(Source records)
════════

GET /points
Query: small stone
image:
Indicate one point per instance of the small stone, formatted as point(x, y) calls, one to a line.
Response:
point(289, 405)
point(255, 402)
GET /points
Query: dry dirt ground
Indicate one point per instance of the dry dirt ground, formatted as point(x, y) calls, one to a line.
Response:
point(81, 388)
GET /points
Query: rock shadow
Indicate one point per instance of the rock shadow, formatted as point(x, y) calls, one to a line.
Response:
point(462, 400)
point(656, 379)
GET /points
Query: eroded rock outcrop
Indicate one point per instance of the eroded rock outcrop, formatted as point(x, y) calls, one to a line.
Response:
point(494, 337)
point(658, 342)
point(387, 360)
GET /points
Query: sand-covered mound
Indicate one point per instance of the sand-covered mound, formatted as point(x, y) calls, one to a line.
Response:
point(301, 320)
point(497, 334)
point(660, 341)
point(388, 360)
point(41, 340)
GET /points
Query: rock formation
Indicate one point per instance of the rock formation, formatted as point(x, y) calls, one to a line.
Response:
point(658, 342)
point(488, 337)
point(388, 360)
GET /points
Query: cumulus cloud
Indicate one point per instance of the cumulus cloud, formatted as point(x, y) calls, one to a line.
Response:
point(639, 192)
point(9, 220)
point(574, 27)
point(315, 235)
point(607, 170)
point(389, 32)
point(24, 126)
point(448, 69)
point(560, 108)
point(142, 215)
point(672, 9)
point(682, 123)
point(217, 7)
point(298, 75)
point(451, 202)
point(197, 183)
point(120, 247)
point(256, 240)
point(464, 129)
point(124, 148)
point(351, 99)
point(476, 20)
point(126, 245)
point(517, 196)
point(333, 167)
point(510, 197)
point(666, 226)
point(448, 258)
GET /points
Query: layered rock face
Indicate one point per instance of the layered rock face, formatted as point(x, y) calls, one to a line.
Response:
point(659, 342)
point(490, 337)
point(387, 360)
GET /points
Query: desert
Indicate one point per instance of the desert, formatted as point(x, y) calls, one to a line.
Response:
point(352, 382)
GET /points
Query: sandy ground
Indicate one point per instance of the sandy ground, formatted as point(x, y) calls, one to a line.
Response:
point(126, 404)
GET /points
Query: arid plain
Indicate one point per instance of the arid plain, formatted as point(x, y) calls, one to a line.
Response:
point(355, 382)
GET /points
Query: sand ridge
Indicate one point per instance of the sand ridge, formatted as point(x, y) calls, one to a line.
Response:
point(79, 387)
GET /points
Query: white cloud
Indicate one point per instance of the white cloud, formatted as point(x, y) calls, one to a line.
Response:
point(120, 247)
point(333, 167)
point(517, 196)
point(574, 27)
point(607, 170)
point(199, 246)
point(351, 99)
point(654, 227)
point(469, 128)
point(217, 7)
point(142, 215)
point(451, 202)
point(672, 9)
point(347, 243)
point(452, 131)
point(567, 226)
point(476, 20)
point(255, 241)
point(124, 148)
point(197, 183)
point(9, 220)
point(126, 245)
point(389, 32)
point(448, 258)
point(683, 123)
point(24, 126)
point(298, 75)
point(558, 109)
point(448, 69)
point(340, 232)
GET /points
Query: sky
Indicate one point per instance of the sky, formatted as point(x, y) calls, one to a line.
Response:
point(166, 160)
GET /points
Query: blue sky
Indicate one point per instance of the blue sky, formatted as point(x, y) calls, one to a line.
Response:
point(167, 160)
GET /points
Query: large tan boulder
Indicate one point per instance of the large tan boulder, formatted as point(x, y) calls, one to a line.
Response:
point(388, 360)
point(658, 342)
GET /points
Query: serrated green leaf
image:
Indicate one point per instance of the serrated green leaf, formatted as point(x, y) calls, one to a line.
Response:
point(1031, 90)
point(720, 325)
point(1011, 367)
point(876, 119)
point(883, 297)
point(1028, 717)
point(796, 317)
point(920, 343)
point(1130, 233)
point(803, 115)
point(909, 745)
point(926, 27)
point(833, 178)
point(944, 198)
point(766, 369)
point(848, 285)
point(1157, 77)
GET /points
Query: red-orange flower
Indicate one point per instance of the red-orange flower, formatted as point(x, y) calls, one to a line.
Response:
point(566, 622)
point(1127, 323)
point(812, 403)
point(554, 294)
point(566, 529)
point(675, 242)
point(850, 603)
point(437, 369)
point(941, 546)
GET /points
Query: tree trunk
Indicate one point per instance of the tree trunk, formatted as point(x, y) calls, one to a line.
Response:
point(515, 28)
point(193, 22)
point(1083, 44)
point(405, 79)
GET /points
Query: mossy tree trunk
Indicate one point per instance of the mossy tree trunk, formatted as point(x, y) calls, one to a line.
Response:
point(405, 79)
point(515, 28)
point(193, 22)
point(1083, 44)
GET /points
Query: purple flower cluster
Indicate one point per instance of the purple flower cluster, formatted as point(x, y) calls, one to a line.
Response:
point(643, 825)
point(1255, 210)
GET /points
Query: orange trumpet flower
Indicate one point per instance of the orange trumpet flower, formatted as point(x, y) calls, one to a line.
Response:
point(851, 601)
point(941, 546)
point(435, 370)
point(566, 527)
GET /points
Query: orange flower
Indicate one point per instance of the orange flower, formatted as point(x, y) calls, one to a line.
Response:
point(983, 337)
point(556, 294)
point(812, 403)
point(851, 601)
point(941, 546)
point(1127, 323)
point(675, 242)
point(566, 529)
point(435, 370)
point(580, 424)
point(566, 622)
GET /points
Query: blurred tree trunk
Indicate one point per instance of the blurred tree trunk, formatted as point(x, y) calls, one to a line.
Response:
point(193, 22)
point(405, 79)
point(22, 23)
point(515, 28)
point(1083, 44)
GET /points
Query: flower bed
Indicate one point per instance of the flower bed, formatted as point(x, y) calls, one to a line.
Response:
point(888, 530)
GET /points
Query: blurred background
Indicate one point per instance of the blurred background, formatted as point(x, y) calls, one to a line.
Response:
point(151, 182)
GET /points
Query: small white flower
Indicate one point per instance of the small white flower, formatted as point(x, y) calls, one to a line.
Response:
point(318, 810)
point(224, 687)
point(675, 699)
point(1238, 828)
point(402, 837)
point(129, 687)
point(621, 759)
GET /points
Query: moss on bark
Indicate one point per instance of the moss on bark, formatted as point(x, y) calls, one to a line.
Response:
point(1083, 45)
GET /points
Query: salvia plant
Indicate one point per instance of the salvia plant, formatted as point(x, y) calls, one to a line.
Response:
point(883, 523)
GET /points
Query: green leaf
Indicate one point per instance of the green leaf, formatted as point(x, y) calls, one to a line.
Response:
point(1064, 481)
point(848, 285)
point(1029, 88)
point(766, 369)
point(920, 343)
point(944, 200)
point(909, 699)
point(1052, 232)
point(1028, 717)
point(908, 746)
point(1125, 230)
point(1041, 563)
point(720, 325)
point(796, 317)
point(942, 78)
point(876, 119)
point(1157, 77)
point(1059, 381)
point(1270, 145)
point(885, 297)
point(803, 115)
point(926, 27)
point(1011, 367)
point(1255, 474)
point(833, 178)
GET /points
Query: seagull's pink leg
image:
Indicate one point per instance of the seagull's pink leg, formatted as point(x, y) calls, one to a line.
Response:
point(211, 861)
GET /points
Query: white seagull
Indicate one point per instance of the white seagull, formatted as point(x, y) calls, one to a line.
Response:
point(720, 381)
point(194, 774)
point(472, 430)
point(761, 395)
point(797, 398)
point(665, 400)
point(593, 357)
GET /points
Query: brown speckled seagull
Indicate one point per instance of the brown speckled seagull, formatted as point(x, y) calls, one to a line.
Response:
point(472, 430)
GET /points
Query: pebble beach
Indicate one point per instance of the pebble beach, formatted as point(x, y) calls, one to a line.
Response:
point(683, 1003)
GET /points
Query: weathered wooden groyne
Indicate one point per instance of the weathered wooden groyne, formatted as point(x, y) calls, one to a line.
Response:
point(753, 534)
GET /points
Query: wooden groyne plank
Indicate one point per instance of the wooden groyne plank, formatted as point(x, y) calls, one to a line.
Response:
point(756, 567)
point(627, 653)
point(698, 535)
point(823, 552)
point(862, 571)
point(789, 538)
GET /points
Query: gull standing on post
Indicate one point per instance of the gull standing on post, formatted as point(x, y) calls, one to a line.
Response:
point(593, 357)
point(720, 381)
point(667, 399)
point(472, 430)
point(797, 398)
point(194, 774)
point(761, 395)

════════

_EXERCISE_: Count the lines above that contain the word "cluster" and give only the number.

_FULL RESPONSE_: 2